----- Given entries -----
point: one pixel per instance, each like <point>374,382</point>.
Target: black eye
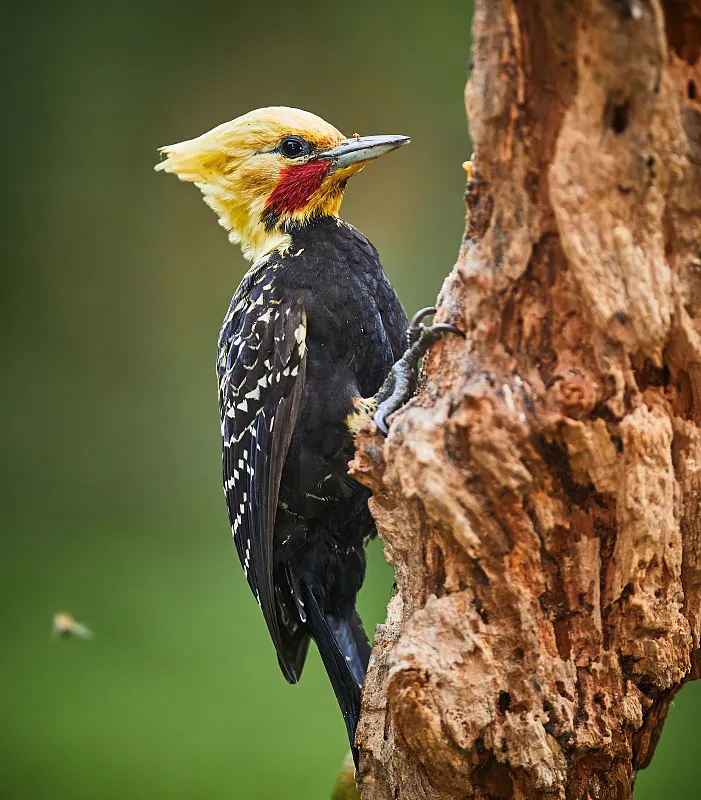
<point>293,147</point>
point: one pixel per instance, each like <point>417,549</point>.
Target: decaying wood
<point>540,499</point>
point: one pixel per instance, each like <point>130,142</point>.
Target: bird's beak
<point>362,148</point>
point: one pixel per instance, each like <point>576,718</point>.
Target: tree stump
<point>539,499</point>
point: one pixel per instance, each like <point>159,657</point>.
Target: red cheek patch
<point>297,184</point>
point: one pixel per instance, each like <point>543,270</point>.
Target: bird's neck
<point>242,218</point>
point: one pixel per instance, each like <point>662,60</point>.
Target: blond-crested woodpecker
<point>306,352</point>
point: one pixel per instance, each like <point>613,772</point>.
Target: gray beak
<point>352,151</point>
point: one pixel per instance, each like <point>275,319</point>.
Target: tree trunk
<point>540,498</point>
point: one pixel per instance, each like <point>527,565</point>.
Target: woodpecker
<point>314,341</point>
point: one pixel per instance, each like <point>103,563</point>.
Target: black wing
<point>261,370</point>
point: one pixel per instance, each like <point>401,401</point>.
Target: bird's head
<point>270,170</point>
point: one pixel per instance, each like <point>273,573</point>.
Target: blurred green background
<point>115,281</point>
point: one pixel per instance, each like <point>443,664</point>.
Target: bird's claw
<point>401,380</point>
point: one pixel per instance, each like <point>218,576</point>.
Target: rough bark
<point>539,499</point>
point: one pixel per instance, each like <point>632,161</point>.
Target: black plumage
<point>309,331</point>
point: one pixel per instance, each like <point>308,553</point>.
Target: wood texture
<point>540,498</point>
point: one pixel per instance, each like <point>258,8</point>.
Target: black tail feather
<point>345,651</point>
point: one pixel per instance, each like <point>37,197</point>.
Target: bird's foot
<point>400,383</point>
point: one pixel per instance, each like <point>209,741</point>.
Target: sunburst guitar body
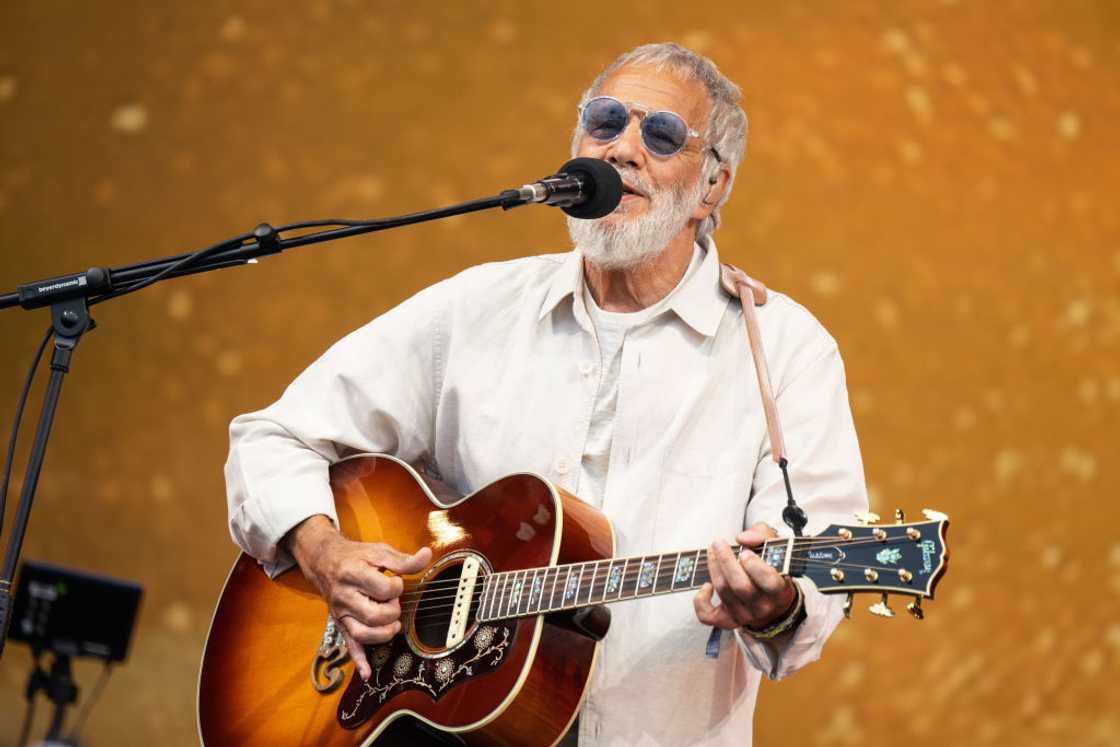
<point>500,633</point>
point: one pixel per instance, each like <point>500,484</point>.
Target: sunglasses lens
<point>664,133</point>
<point>605,119</point>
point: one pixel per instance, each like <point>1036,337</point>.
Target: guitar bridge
<point>464,595</point>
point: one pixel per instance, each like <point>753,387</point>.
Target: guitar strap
<point>750,293</point>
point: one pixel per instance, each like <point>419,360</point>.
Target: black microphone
<point>582,188</point>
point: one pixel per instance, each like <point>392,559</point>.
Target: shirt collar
<point>699,302</point>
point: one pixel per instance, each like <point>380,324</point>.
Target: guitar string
<point>671,557</point>
<point>423,610</point>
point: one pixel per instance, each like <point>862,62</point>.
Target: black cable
<point>89,703</point>
<point>28,718</point>
<point>33,688</point>
<point>15,425</point>
<point>186,261</point>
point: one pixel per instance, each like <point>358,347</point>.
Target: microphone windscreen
<point>603,184</point>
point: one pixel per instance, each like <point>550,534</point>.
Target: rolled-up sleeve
<point>372,391</point>
<point>827,475</point>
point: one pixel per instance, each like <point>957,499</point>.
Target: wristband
<point>783,625</point>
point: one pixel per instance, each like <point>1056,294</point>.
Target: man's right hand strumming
<point>351,576</point>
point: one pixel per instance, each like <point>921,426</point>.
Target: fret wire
<point>533,586</point>
<point>513,601</point>
<point>553,595</point>
<point>523,594</point>
<point>590,587</point>
<point>606,581</point>
<point>656,573</point>
<point>507,596</point>
<point>540,597</point>
<point>505,587</point>
<point>595,577</point>
<point>495,603</point>
<point>522,598</point>
<point>482,599</point>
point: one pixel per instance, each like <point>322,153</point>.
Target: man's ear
<point>717,187</point>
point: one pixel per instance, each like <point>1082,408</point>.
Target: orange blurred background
<point>930,178</point>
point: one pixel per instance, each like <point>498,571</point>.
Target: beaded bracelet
<point>783,625</point>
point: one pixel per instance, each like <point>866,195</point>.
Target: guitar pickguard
<point>397,668</point>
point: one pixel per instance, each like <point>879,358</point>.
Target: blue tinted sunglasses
<point>663,133</point>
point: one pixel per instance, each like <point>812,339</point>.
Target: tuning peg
<point>866,517</point>
<point>882,608</point>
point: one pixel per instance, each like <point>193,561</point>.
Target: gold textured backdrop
<point>935,180</point>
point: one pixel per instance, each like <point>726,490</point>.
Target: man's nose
<point>626,149</point>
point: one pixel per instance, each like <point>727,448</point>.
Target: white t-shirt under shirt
<point>610,329</point>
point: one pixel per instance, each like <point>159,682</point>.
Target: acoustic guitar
<point>500,634</point>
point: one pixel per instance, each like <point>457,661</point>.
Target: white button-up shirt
<point>496,371</point>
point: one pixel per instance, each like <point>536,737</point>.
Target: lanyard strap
<point>750,293</point>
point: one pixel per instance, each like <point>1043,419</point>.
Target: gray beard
<point>622,243</point>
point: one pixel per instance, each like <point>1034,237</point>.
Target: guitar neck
<point>553,588</point>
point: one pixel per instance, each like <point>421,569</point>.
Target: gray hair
<point>727,122</point>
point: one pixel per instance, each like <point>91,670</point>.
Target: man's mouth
<point>631,190</point>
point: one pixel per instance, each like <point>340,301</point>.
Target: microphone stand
<point>71,296</point>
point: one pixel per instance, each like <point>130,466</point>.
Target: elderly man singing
<point>621,372</point>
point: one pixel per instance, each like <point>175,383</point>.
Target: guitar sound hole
<point>434,610</point>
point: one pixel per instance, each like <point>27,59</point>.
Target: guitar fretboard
<point>541,590</point>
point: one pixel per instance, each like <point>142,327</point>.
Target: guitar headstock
<point>906,558</point>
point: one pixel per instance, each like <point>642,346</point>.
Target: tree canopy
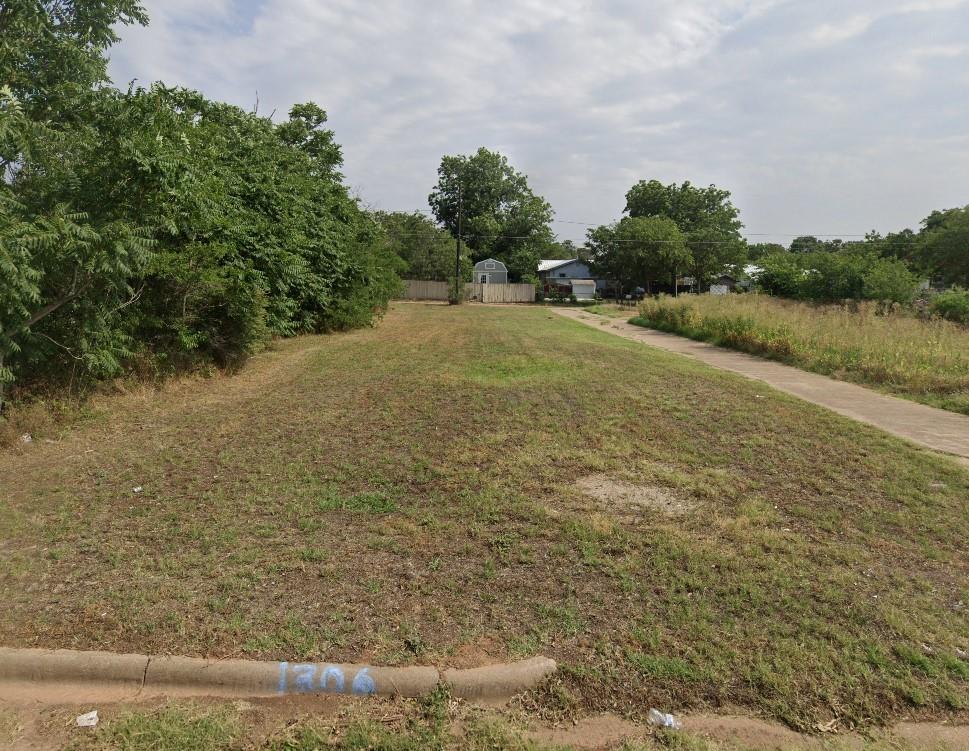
<point>706,216</point>
<point>155,223</point>
<point>502,217</point>
<point>943,245</point>
<point>426,251</point>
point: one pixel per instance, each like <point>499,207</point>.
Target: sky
<point>825,117</point>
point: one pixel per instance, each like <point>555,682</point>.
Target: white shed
<point>490,271</point>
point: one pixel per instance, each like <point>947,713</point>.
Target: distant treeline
<point>154,227</point>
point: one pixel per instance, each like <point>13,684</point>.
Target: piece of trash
<point>88,720</point>
<point>663,719</point>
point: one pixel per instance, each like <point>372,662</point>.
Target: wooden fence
<point>415,289</point>
<point>499,293</point>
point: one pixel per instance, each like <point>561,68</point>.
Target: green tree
<point>781,275</point>
<point>156,221</point>
<point>706,216</point>
<point>54,256</point>
<point>889,280</point>
<point>756,251</point>
<point>639,250</point>
<point>502,217</point>
<point>943,245</point>
<point>426,250</point>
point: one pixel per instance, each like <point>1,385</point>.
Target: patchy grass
<point>409,494</point>
<point>927,361</point>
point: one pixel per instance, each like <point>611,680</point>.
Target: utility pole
<point>457,251</point>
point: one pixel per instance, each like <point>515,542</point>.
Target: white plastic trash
<point>87,720</point>
<point>663,719</point>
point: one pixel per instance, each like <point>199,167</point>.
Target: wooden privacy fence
<point>415,289</point>
<point>500,292</point>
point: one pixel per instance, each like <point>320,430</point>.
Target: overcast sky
<point>821,116</point>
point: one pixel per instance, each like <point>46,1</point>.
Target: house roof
<point>554,263</point>
<point>496,265</point>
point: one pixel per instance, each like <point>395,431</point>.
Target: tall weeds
<point>925,360</point>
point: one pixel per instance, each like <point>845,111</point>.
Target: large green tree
<point>54,256</point>
<point>157,222</point>
<point>426,251</point>
<point>706,216</point>
<point>501,216</point>
<point>639,251</point>
<point>943,245</point>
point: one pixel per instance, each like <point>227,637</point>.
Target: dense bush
<point>952,305</point>
<point>156,223</point>
<point>844,275</point>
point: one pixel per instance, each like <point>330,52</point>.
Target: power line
<point>600,224</point>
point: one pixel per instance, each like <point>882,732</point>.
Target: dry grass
<point>925,360</point>
<point>408,494</point>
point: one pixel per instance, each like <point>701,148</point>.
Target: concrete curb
<point>71,672</point>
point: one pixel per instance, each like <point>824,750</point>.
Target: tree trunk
<point>3,385</point>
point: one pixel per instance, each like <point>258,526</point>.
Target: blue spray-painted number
<point>363,683</point>
<point>305,675</point>
<point>332,672</point>
<point>332,679</point>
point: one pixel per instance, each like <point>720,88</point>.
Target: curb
<point>140,675</point>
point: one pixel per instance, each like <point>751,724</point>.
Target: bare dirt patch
<point>621,495</point>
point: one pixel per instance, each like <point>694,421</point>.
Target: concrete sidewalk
<point>937,429</point>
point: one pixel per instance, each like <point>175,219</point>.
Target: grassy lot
<point>927,361</point>
<point>436,723</point>
<point>414,493</point>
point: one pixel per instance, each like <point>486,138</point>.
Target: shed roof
<point>554,263</point>
<point>496,265</point>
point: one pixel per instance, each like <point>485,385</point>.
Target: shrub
<point>953,305</point>
<point>889,280</point>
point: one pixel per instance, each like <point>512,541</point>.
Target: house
<point>570,276</point>
<point>490,271</point>
<point>563,270</point>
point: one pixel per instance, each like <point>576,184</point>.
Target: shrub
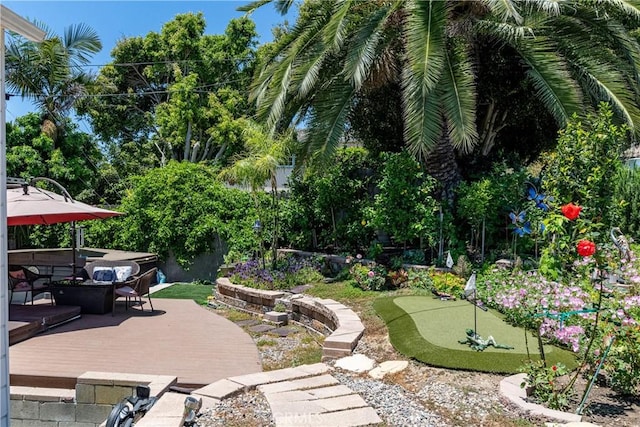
<point>544,384</point>
<point>369,277</point>
<point>288,273</point>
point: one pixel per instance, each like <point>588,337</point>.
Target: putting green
<point>428,330</point>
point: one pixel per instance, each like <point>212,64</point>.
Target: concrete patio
<point>179,339</point>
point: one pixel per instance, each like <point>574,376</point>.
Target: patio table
<point>92,297</point>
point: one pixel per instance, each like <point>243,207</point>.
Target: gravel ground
<point>419,396</point>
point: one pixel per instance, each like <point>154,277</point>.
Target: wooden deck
<point>180,339</point>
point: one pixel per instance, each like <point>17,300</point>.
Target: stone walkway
<point>305,396</point>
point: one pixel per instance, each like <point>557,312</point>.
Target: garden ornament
<point>621,243</point>
<point>476,342</point>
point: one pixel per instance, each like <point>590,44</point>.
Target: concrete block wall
<point>344,325</point>
<point>88,405</point>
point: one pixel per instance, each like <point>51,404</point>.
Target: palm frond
<point>548,7</point>
<point>250,7</point>
<point>422,118</point>
<point>458,98</point>
<point>426,42</point>
<point>81,42</point>
<point>548,71</point>
<point>328,120</point>
<point>362,49</point>
<point>334,31</point>
<point>310,72</point>
<point>605,83</point>
<point>507,33</point>
<point>506,10</point>
<point>275,82</point>
<point>630,8</point>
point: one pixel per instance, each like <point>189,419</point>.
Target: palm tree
<point>574,54</point>
<point>259,164</point>
<point>51,73</point>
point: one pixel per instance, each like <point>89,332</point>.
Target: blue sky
<point>114,20</point>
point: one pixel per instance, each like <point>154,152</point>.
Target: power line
<point>176,61</point>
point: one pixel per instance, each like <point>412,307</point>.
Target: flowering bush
<point>586,247</point>
<point>544,385</point>
<point>369,277</point>
<point>571,211</point>
<point>289,272</point>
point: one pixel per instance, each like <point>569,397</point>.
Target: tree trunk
<point>187,142</point>
<point>441,164</point>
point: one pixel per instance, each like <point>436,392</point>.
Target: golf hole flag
<point>449,260</point>
<point>470,288</point>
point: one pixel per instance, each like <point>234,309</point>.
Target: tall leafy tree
<point>73,161</point>
<point>340,50</point>
<point>52,73</point>
<point>177,93</point>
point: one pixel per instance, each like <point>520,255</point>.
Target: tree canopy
<point>340,51</point>
<point>177,93</point>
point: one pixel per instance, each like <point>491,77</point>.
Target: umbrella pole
<point>73,246</point>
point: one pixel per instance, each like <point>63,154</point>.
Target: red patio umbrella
<point>30,205</point>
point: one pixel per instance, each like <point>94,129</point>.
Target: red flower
<point>571,211</point>
<point>586,248</point>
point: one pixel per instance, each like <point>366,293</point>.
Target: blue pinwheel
<point>538,198</point>
<point>524,229</point>
<point>517,218</point>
-----
Output the lines above between the one holding "point: one pixel per instance, each like <point>130,142</point>." and the one holding "point: one pixel per instance, each like <point>159,657</point>.", inclusive, with nothing before or after them.

### Answer box
point: one pixel per instance, each like <point>130,142</point>.
Target: bird's beak
<point>362,148</point>
point: one pixel per instance, each like <point>576,718</point>.
Target: tree stump
<point>539,499</point>
point: one pixel per instance, each like <point>159,657</point>.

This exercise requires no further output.